◆ EXERCISE DESCRIPTION
All of the data below is to be copied again without changes.

□ □ □

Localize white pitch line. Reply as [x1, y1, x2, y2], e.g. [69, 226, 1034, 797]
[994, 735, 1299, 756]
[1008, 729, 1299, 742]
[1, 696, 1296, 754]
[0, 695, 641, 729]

□ □ □

◆ ANSWER AREA
Localize white pitch line. Reply as [x1, y1, x2, y2], e.g. [69, 226, 1034, 797]
[994, 735, 1299, 756]
[1008, 729, 1299, 742]
[1, 696, 1296, 754]
[0, 695, 641, 729]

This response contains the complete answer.